── Data extract ──

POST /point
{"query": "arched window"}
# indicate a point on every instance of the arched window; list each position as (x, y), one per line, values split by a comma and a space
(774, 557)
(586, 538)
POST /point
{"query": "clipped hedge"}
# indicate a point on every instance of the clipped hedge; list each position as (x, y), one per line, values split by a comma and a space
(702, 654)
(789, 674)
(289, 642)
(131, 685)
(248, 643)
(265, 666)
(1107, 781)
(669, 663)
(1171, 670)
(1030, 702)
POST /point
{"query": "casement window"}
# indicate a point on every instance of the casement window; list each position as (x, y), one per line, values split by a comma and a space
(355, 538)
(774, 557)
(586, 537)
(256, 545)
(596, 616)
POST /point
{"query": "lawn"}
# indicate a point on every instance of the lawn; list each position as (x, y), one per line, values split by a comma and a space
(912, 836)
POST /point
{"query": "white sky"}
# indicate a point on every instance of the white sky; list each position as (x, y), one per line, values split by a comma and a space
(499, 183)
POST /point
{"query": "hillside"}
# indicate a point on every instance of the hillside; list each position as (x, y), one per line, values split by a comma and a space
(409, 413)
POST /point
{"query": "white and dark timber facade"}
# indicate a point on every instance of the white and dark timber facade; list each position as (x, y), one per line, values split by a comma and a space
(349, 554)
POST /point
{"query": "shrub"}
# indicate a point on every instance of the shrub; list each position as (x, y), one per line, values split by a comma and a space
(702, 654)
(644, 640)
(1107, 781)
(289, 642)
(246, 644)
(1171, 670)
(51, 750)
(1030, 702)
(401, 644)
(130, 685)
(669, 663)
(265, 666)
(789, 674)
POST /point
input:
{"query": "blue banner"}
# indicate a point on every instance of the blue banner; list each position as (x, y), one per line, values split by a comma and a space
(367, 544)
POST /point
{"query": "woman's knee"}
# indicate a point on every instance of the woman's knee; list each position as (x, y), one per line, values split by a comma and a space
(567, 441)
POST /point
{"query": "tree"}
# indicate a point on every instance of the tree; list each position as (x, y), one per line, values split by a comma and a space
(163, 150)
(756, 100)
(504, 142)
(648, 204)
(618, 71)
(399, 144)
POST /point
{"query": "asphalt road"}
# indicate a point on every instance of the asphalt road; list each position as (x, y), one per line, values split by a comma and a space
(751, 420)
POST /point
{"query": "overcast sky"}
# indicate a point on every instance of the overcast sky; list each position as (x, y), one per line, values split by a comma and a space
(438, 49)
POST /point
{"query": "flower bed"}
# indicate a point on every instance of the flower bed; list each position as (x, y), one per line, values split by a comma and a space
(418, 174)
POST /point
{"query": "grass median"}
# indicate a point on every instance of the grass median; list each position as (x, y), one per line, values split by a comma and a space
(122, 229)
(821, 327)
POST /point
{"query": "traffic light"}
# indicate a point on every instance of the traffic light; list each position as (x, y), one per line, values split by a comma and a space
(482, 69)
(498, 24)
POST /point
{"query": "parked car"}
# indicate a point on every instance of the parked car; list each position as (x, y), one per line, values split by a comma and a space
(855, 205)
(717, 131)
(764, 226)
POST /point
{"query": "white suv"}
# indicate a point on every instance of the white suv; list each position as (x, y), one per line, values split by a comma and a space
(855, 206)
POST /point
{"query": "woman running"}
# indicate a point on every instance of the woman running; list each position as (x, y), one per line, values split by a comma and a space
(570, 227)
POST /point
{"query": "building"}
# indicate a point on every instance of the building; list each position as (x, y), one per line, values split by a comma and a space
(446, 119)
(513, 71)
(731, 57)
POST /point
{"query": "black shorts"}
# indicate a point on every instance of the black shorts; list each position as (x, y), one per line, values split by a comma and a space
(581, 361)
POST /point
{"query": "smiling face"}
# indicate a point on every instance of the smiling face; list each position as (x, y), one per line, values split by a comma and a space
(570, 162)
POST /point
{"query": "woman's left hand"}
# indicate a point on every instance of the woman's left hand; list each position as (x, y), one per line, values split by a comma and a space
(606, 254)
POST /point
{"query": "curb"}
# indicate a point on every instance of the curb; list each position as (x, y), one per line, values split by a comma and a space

───

Copy each record from above exactly, and include every line.

The reply:
POST /point
{"query": "arched window"}
# indicate a point on every instance of the arched window; list each position as (x, y), one per line, values split by a comma and a space
(774, 557)
(586, 538)
POST /point
{"query": "clipped hedge"}
# indicate a point on every instance of the clipped hedge; list each position as (x, y), one per line, values split by a comma and a space
(702, 654)
(789, 674)
(289, 642)
(131, 685)
(248, 643)
(265, 666)
(1107, 781)
(669, 663)
(1171, 670)
(1030, 702)
POST /point
{"query": "casement window"}
# indicate a point on every instance of the casement window; list each position as (x, y), one per line, values split by a comma and a space
(355, 538)
(774, 557)
(586, 537)
(256, 545)
(596, 616)
POST /point
{"query": "lawn"}
# indicate a point on every instance of the lawn; list each position as (x, y), one per line, values split by a comma and a space
(912, 836)
POST /point
{"query": "white sky"}
# indicate a point on every instance of the white sky; list each position as (x, y), one per line, values split by a comma and a space
(499, 183)
POST /point
{"query": "hillside"}
# indicate a point on every instance of the hillside; list each position as (x, y), one per line, values split by a comma and a space
(409, 413)
POST /point
{"query": "white and dark timber facade"}
# indicate a point on every instance of the white and dark timber facade; list each position as (x, y), one per line, values split by a comma and a space
(349, 554)
POST /point
{"query": "shrub"}
# indicate a point on every instance of the shrub; list each position as (x, y), one per line, values split by a comma and a space
(702, 654)
(644, 640)
(1107, 781)
(289, 642)
(246, 644)
(1171, 670)
(51, 750)
(1030, 702)
(401, 644)
(130, 685)
(669, 663)
(265, 666)
(789, 674)
POST /point
input:
{"query": "blue banner"}
# indicate a point on every instance of the blue banner; list each position as (x, y), one per line, values split by a comma and a space
(367, 544)
POST /point
{"query": "woman's knee"}
# indicate a point on every instance of the woman's knee; list each position as (x, y), one per line, values split by a comma and a space
(567, 441)
POST /point
{"query": "tree"}
# indicate a point on every instance of the tree; list each position as (x, y), one per line, values split by a comma and a space
(163, 150)
(756, 100)
(504, 142)
(648, 204)
(618, 71)
(399, 144)
POST /point
{"query": "asphalt road"}
# indicate a point on every instance of the asphalt road; list each position as (x, y), one per line, values split by a comma and a space
(751, 420)
POST /point
{"query": "overcast sky"}
# indicate a point on every instance of the overcast sky; list each position as (x, y), one per line, values split by a comma and a space
(438, 49)
POST /point
{"query": "flower bed"}
# indicate a point on every instance of the flower bed; list each position as (x, y), one per line, values split by a comma and a space
(418, 174)
POST /point
{"query": "grass median"}
# indicate a point on every instance of the grass median; list each position as (x, y), one per line, values split by a comma and a space
(122, 229)
(821, 327)
POST /point
{"query": "traffic light"}
# indicate a point on every instance of the traffic light; list each position as (x, y), one per line, values split by a comma and a space
(482, 69)
(498, 24)
POST /point
{"query": "parked car"}
# indicate a point on every instance of the parked car; list each position as (x, y), one per line, values split by a comma and a space
(855, 205)
(717, 131)
(764, 226)
POST /point
{"query": "white suv"}
# indicate a point on every instance of the white suv; list each position as (x, y), one per line, values split by a comma and a space
(855, 206)
POST /point
{"query": "woman running"}
# indicate a point on every instance of the woman running; list each position as (x, y), one per line, values split by a comma and a space
(570, 227)
POST /point
{"query": "building"}
# indicate a point on every instance of the building; list each position as (x, y), one per line, values split by a comma and a space
(446, 119)
(513, 71)
(731, 57)
POST /point
{"query": "black shorts"}
# indicate a point on every instance of the black shorts; list each position as (x, y), one per line, values split by a comma and a space
(581, 361)
POST /point
{"query": "smiling face"}
# indicate a point on every instance of the smiling face; list each position as (x, y), one per line, values split by a comma and a space
(570, 162)
POST /point
{"query": "woman's left hand"}
# indicate a point on every instance of the woman's left hand; list each position as (x, y), one per line, values split by a comma and a space
(606, 254)
POST /point
{"query": "curb"}
# indicate a point on every instance of the curb; list each position as (x, y), one per line, values split by a comma and a space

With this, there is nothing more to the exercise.